Source document:
>>>>

[CPProt.net] Italy-USA: Art museum entangled in the case of the vase
MSN CPPnet (Ton Cremers)
museum-security at museum-security.org
Mon Nov 14 07:23:09 CET 2005
Art museum entangled in the case of the vase
Mary Abbe, Star Tribune
November 14, 2005
For nearly 2,500 years, Dionysus, the Greek god of wine and revelry, has led
his dancing followers round and round a 2-foot-tall vase.
Now the vase is on display at the Minneapolis Institute of Arts, which
bought the piece in 1983 to celebrate its centennial.
But Italian authorities are claiming it as looted property that rightfully
belongs to them.
The institute, which has not been accused of wrongdoing, is one of eight
American museums that Italian authorities last week said possessed objects
allegedly dug illegally from ancient graves and ruins.
The Italians support their claim on the Minneapolis piece with a photo of a
pottery fragment that appears to match the vase.
"We've not received any notification from the Italians and have no proof
that the object was looted," said William Griswold, the museum's director.
"If we have reason to believe an object has been stolen, we would absolutely
want to respond in an ethical and legally responsible fashion."

<<<<

Stored entries
>>>>

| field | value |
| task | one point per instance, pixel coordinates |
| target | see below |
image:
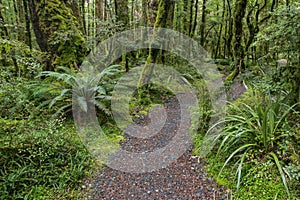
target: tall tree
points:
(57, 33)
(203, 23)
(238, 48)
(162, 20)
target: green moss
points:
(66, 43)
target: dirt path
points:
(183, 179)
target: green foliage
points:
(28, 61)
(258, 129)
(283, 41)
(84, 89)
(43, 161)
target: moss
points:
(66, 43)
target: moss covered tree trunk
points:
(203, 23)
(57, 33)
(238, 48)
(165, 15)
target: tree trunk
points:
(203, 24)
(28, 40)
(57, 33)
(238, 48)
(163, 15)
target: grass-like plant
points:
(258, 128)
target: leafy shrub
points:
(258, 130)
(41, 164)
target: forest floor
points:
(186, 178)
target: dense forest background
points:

<<<<
>>>>

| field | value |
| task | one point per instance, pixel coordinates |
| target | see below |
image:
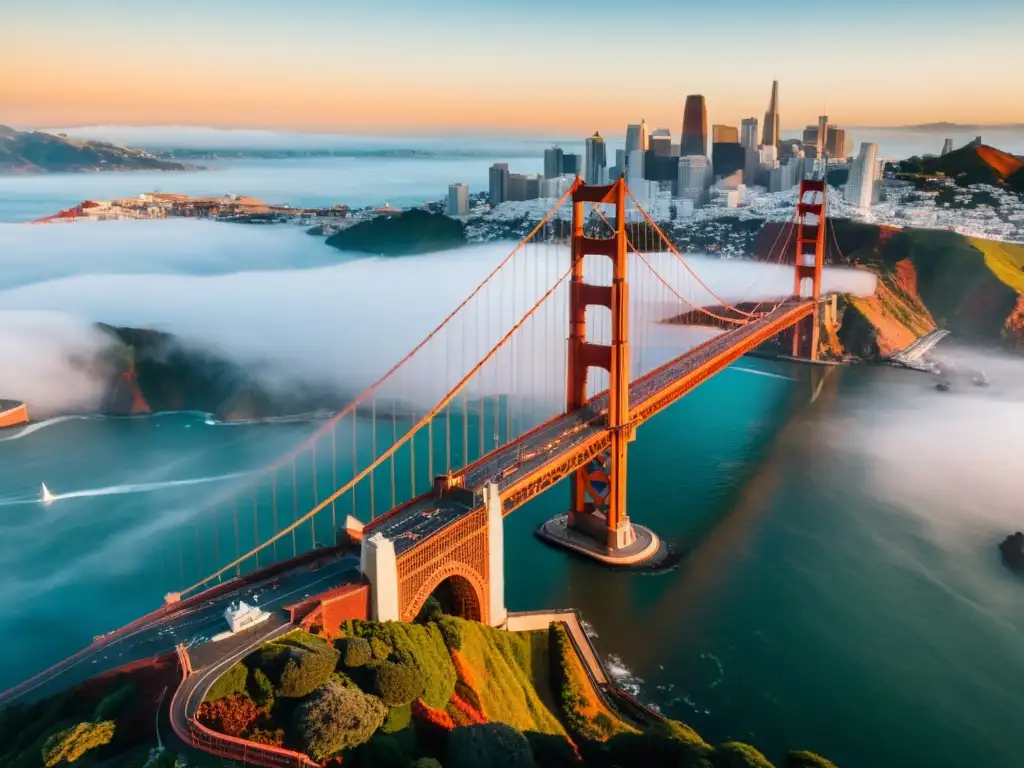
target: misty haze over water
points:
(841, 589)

<<<<

Task 1: Do the following statements agree with the article on the disputed vase: (a) the Minneapolis Institute of Arts bought the vase in 1983, (b) the institute has been accused of wrongdoing, (c) Italian authorities named ten American museums? Answer each with yes or no, and quote the deciding words from the article.
Task 2: From the article on the disputed vase, extract the stretch from "Now the vase" through "graves and ruins.".

Written response 1:
(a) Yes: "bought the piece in 1983 to celebrate its centennial."
(b) No: "The institute, which has not been accused of wrongdoing"
(c) No: "is one of eight"

Written response 2:
Now the vase is on display at the Minneapolis Institute of Arts, which
bought the piece in 1983 to celebrate its centennial.
But Italian authorities are claiming it as looted property that rightfully
belongs to them.
The institute, which has not been accused of wrongdoing, is one of eight
American museums that Italian authorities last week said possessed objects
allegedly dug illegally from ancient graves and ruins.